* **Work to be completed**
Every line from the first one in the listing down to the line with "point: window sill" should be restated word for word.

------ Supplied information ------

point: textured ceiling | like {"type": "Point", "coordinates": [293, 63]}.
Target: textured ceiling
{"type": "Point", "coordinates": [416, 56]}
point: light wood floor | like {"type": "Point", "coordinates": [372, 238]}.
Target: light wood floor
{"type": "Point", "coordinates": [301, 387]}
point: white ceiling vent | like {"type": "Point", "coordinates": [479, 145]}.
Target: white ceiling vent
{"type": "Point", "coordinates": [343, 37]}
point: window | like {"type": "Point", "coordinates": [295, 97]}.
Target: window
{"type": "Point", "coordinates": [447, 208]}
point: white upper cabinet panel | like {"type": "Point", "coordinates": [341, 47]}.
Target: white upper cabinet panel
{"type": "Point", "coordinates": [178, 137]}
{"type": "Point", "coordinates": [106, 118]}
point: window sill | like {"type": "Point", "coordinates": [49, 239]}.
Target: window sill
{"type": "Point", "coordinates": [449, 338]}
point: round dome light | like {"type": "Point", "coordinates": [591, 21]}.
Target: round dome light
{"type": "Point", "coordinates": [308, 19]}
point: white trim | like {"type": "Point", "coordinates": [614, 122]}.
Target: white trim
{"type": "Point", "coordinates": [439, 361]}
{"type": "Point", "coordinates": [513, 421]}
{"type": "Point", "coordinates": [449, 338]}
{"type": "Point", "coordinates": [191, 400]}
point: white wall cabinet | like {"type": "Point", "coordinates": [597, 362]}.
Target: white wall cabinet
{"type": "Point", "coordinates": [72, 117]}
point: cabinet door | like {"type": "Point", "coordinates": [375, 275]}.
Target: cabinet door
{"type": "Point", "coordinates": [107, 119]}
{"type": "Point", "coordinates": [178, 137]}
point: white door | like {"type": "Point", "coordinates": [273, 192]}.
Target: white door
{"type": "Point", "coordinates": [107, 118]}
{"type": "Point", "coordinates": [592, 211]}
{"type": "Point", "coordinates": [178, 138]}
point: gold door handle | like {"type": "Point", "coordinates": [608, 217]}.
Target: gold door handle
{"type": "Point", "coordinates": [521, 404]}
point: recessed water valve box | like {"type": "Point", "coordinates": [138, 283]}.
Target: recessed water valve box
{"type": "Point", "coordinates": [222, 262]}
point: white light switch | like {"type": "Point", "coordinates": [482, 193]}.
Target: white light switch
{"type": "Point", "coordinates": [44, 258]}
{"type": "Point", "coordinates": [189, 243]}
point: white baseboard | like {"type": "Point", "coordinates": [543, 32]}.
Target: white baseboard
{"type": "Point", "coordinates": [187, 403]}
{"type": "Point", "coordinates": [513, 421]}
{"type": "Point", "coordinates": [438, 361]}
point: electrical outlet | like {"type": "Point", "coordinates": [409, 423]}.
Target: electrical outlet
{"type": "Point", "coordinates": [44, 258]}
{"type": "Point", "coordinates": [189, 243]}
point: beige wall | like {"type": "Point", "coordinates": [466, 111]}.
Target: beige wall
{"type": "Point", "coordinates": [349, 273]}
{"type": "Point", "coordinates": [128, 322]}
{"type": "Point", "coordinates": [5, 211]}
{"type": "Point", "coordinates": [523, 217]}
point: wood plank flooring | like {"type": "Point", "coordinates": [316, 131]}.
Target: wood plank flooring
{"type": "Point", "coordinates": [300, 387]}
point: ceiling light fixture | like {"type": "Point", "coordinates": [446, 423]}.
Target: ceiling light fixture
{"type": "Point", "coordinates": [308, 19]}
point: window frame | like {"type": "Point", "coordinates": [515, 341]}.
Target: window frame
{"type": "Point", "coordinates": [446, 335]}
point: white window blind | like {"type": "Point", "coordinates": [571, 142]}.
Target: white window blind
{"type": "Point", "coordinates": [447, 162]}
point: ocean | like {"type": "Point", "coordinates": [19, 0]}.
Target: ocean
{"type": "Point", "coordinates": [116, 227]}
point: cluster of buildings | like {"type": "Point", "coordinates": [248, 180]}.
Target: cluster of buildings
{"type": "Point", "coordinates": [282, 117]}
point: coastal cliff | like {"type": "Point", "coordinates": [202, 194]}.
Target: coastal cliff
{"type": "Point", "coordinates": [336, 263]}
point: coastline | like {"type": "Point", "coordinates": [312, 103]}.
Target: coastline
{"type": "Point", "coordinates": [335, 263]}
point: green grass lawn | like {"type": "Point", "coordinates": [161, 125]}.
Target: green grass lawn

------

* **Task solution**
point: textured ceiling | like {"type": "Point", "coordinates": [293, 63]}.
Target: textured ceiling
{"type": "Point", "coordinates": [416, 56]}
point: light wood floor | like {"type": "Point", "coordinates": [372, 238]}.
Target: light wood floor
{"type": "Point", "coordinates": [301, 387]}
point: white ceiling vent | like {"type": "Point", "coordinates": [479, 145]}.
Target: white ceiling vent
{"type": "Point", "coordinates": [343, 37]}
point: window | like {"type": "Point", "coordinates": [295, 97]}.
Target: window
{"type": "Point", "coordinates": [447, 208]}
point: white upper cabinet panel | like {"type": "Point", "coordinates": [341, 47]}.
Target: white upper cabinet panel
{"type": "Point", "coordinates": [178, 137]}
{"type": "Point", "coordinates": [106, 118]}
point: window sill | like {"type": "Point", "coordinates": [49, 239]}.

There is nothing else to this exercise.